> Requirement
Format every non-blank line of the listing below as a numbered list, leaving out the pictures.

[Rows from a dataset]
++++++++

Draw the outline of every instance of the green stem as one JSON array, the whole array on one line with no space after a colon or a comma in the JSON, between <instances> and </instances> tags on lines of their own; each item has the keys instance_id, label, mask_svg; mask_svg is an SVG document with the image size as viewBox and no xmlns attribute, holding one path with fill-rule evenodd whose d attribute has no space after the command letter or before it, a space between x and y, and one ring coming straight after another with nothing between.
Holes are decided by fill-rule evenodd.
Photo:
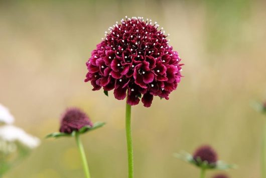
<instances>
[{"instance_id":1,"label":"green stem","mask_svg":"<svg viewBox=\"0 0 266 178\"><path fill-rule=\"evenodd\" d=\"M200 178L205 178L206 169L204 168L201 168L200 171Z\"/></svg>"},{"instance_id":2,"label":"green stem","mask_svg":"<svg viewBox=\"0 0 266 178\"><path fill-rule=\"evenodd\" d=\"M264 121L263 131L262 132L262 140L261 143L261 178L266 178L266 120Z\"/></svg>"},{"instance_id":3,"label":"green stem","mask_svg":"<svg viewBox=\"0 0 266 178\"><path fill-rule=\"evenodd\" d=\"M82 160L82 164L83 165L83 169L86 175L86 178L90 178L89 167L88 166L88 162L86 159L86 155L85 155L85 151L84 150L83 145L80 140L79 134L78 133L76 133L75 134L76 141L77 142L77 145L78 145L78 149L79 150L79 153Z\"/></svg>"},{"instance_id":4,"label":"green stem","mask_svg":"<svg viewBox=\"0 0 266 178\"><path fill-rule=\"evenodd\" d=\"M125 133L127 143L127 160L128 161L128 178L133 178L133 146L131 135L131 106L125 104Z\"/></svg>"}]
</instances>

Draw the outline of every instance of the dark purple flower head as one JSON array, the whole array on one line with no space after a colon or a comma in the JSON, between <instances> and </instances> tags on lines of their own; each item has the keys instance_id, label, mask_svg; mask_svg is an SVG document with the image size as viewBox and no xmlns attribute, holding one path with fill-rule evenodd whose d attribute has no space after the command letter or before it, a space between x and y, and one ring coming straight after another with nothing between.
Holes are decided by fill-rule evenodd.
<instances>
[{"instance_id":1,"label":"dark purple flower head","mask_svg":"<svg viewBox=\"0 0 266 178\"><path fill-rule=\"evenodd\" d=\"M266 102L263 104L263 108L265 111L266 111Z\"/></svg>"},{"instance_id":2,"label":"dark purple flower head","mask_svg":"<svg viewBox=\"0 0 266 178\"><path fill-rule=\"evenodd\" d=\"M214 175L213 178L229 178L229 177L224 174L220 174Z\"/></svg>"},{"instance_id":3,"label":"dark purple flower head","mask_svg":"<svg viewBox=\"0 0 266 178\"><path fill-rule=\"evenodd\" d=\"M86 126L93 126L88 116L79 109L70 108L66 111L62 117L59 131L70 134Z\"/></svg>"},{"instance_id":4,"label":"dark purple flower head","mask_svg":"<svg viewBox=\"0 0 266 178\"><path fill-rule=\"evenodd\" d=\"M143 18L122 19L105 32L86 64L85 81L92 90L114 89L114 97L139 104L142 95L144 106L151 106L154 96L169 99L182 76L181 58L168 44L163 28Z\"/></svg>"},{"instance_id":5,"label":"dark purple flower head","mask_svg":"<svg viewBox=\"0 0 266 178\"><path fill-rule=\"evenodd\" d=\"M197 162L200 158L201 161L207 161L208 164L215 164L217 161L217 155L211 147L204 145L197 149L193 154L193 158Z\"/></svg>"}]
</instances>

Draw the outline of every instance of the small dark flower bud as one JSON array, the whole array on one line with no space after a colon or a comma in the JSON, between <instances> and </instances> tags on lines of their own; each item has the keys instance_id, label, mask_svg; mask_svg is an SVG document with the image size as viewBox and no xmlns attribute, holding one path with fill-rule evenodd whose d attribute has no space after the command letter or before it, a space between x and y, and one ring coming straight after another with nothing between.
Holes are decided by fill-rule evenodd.
<instances>
[{"instance_id":1,"label":"small dark flower bud","mask_svg":"<svg viewBox=\"0 0 266 178\"><path fill-rule=\"evenodd\" d=\"M78 108L70 108L63 115L59 131L60 132L70 134L86 126L93 126L86 113Z\"/></svg>"},{"instance_id":2,"label":"small dark flower bud","mask_svg":"<svg viewBox=\"0 0 266 178\"><path fill-rule=\"evenodd\" d=\"M197 163L207 161L208 164L215 164L217 155L214 150L209 145L204 145L198 148L193 154L193 158ZM199 162L199 159L200 161Z\"/></svg>"},{"instance_id":3,"label":"small dark flower bud","mask_svg":"<svg viewBox=\"0 0 266 178\"><path fill-rule=\"evenodd\" d=\"M266 102L263 104L263 109L264 111L266 111Z\"/></svg>"},{"instance_id":4,"label":"small dark flower bud","mask_svg":"<svg viewBox=\"0 0 266 178\"><path fill-rule=\"evenodd\" d=\"M214 175L212 178L229 178L229 177L225 174L220 174Z\"/></svg>"}]
</instances>

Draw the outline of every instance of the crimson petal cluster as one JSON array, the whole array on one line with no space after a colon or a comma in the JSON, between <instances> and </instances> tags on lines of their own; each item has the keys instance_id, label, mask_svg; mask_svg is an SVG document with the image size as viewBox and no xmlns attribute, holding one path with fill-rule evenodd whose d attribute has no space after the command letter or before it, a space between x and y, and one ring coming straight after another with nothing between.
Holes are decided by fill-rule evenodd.
<instances>
[{"instance_id":1,"label":"crimson petal cluster","mask_svg":"<svg viewBox=\"0 0 266 178\"><path fill-rule=\"evenodd\" d=\"M197 161L198 158L201 161L207 161L209 164L215 163L217 161L217 155L215 151L210 146L203 145L196 150L193 158Z\"/></svg>"},{"instance_id":2,"label":"crimson petal cluster","mask_svg":"<svg viewBox=\"0 0 266 178\"><path fill-rule=\"evenodd\" d=\"M62 117L59 131L70 134L84 126L93 126L88 116L79 109L71 108L67 109Z\"/></svg>"},{"instance_id":3,"label":"crimson petal cluster","mask_svg":"<svg viewBox=\"0 0 266 178\"><path fill-rule=\"evenodd\" d=\"M181 58L169 45L163 28L142 17L122 19L105 32L106 38L86 63L85 81L92 90L114 89L114 97L130 105L151 106L154 96L169 99L182 76Z\"/></svg>"}]
</instances>

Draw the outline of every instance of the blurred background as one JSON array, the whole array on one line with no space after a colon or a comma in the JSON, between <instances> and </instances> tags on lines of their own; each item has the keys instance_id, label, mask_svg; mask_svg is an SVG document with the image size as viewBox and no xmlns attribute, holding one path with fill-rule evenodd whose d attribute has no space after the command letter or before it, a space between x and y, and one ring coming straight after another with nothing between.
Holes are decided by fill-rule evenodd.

++++++++

> The response
1. Draw the outline of every instance of the green stem as one JSON array, the whole array on one line with no space after a colon or a comma in the JSON, between <instances> and </instances> tags on lines of their own; each item has the keys instance_id, label, mask_svg; mask_svg is an SVG document with the image size as viewBox and no xmlns attribute, holding one path with fill-rule evenodd whose d attribute has no space after the command letter or before it, a space between x and y, and one ring coming straight after another with nothing between.
2. Holes are decided by fill-rule evenodd.
3. Photo:
4. <instances>
5. [{"instance_id":1,"label":"green stem","mask_svg":"<svg viewBox=\"0 0 266 178\"><path fill-rule=\"evenodd\" d=\"M200 178L205 178L206 169L204 168L201 168L200 171Z\"/></svg>"},{"instance_id":2,"label":"green stem","mask_svg":"<svg viewBox=\"0 0 266 178\"><path fill-rule=\"evenodd\" d=\"M264 121L263 131L262 132L262 140L261 143L261 178L266 178L266 120Z\"/></svg>"},{"instance_id":3,"label":"green stem","mask_svg":"<svg viewBox=\"0 0 266 178\"><path fill-rule=\"evenodd\" d=\"M82 160L82 164L83 165L83 169L86 175L86 178L90 178L89 167L88 166L88 162L86 159L86 155L85 155L85 151L84 150L83 145L80 140L79 134L78 133L76 133L75 134L76 141L77 142L77 145L78 145L78 149L79 150L79 153Z\"/></svg>"},{"instance_id":4,"label":"green stem","mask_svg":"<svg viewBox=\"0 0 266 178\"><path fill-rule=\"evenodd\" d=\"M125 133L127 143L127 160L128 161L128 178L133 178L133 146L131 135L131 106L125 104Z\"/></svg>"}]
6. </instances>
7. Draw the outline of every instance of the dark purple flower head as one JSON array, the whole array on one line with no space after a colon or a comma in the JSON, between <instances> and </instances> tags on lines of their own; each item has the keys instance_id, label, mask_svg; mask_svg is an SVG document with the image size as viewBox and no xmlns attribute, holding one path with fill-rule evenodd whose d attribute has no space after the command letter or before it, a space between x and y, and one ring coming straight after another with nothing between.
8. Holes are decided by fill-rule evenodd.
9. <instances>
10. [{"instance_id":1,"label":"dark purple flower head","mask_svg":"<svg viewBox=\"0 0 266 178\"><path fill-rule=\"evenodd\" d=\"M266 102L263 104L263 108L265 111L266 111Z\"/></svg>"},{"instance_id":2,"label":"dark purple flower head","mask_svg":"<svg viewBox=\"0 0 266 178\"><path fill-rule=\"evenodd\" d=\"M214 175L213 178L229 178L229 177L224 174L220 174Z\"/></svg>"},{"instance_id":3,"label":"dark purple flower head","mask_svg":"<svg viewBox=\"0 0 266 178\"><path fill-rule=\"evenodd\" d=\"M86 126L93 126L88 116L79 109L70 108L66 111L62 117L59 131L70 134Z\"/></svg>"},{"instance_id":4,"label":"dark purple flower head","mask_svg":"<svg viewBox=\"0 0 266 178\"><path fill-rule=\"evenodd\" d=\"M143 18L122 19L105 32L86 64L85 81L92 90L114 89L114 97L139 104L142 95L144 106L151 106L154 96L169 99L182 76L181 58L168 44L163 28Z\"/></svg>"},{"instance_id":5,"label":"dark purple flower head","mask_svg":"<svg viewBox=\"0 0 266 178\"><path fill-rule=\"evenodd\" d=\"M197 162L200 158L201 161L207 161L208 164L215 164L217 161L217 155L211 147L204 145L197 149L193 154L193 158Z\"/></svg>"}]
11. </instances>
12. Draw the outline of every instance of the small dark flower bud as one JSON array, the whole array on one line with no space after a colon or a comma in the JSON, between <instances> and </instances> tags on lines of their own; each item has the keys instance_id, label, mask_svg; mask_svg is an SVG document with the image size as viewBox and no xmlns attribute, holding one path with fill-rule evenodd whose d attribute has no space after the command letter or before it, a space between x and y, and one ring coming straight after another with nothing between.
13. Holes are decided by fill-rule evenodd.
14. <instances>
15. [{"instance_id":1,"label":"small dark flower bud","mask_svg":"<svg viewBox=\"0 0 266 178\"><path fill-rule=\"evenodd\" d=\"M78 108L70 108L63 115L59 131L60 132L70 134L86 126L93 126L86 113Z\"/></svg>"},{"instance_id":2,"label":"small dark flower bud","mask_svg":"<svg viewBox=\"0 0 266 178\"><path fill-rule=\"evenodd\" d=\"M197 163L207 161L208 164L215 164L217 155L214 150L209 145L204 145L198 148L193 154L193 158ZM199 162L199 159L200 161Z\"/></svg>"},{"instance_id":3,"label":"small dark flower bud","mask_svg":"<svg viewBox=\"0 0 266 178\"><path fill-rule=\"evenodd\" d=\"M266 102L263 104L263 109L264 111L266 111Z\"/></svg>"},{"instance_id":4,"label":"small dark flower bud","mask_svg":"<svg viewBox=\"0 0 266 178\"><path fill-rule=\"evenodd\" d=\"M214 175L212 178L229 178L229 177L225 174L220 174Z\"/></svg>"}]
16. </instances>
17. Draw the outline of every instance of the crimson petal cluster as one JSON array, the whole array on one line with no space after a colon or a comma in the JSON, between <instances> and </instances> tags on lines of their own; each item has the keys instance_id, label, mask_svg; mask_svg is an SVG document with the image size as viewBox and no xmlns attribute, holding one path with fill-rule evenodd whose d attribute has no space after the command letter or before it, a space between x and y, and one ring coming straight after another with nothing between.
18. Holes are decided by fill-rule evenodd.
19. <instances>
20. [{"instance_id":1,"label":"crimson petal cluster","mask_svg":"<svg viewBox=\"0 0 266 178\"><path fill-rule=\"evenodd\" d=\"M197 161L198 158L201 161L207 161L209 164L215 163L217 161L217 155L215 151L210 146L203 145L196 150L193 158Z\"/></svg>"},{"instance_id":2,"label":"crimson petal cluster","mask_svg":"<svg viewBox=\"0 0 266 178\"><path fill-rule=\"evenodd\" d=\"M62 117L59 131L70 134L84 126L93 126L88 116L79 109L71 108L67 109Z\"/></svg>"},{"instance_id":3,"label":"crimson petal cluster","mask_svg":"<svg viewBox=\"0 0 266 178\"><path fill-rule=\"evenodd\" d=\"M181 58L169 45L163 28L142 17L122 19L105 32L106 38L86 63L85 81L92 90L114 89L114 97L130 105L151 106L154 96L169 99L182 76Z\"/></svg>"}]
21. </instances>
22. Draw the outline of every instance of the blurred background as one JSON array, the whole array on one line with no space after a colon or a comma in the JSON, between <instances> and </instances> tags on lines of their own; each item has the keys instance_id, label, mask_svg; mask_svg is an SVG document with the image size as viewBox and no xmlns attribute, holding one path with fill-rule evenodd whose d attribute has no space after the command letter or before it, a space between x and y, and one ring coming straight after another with nothing between.
23. Holes are decided by fill-rule evenodd.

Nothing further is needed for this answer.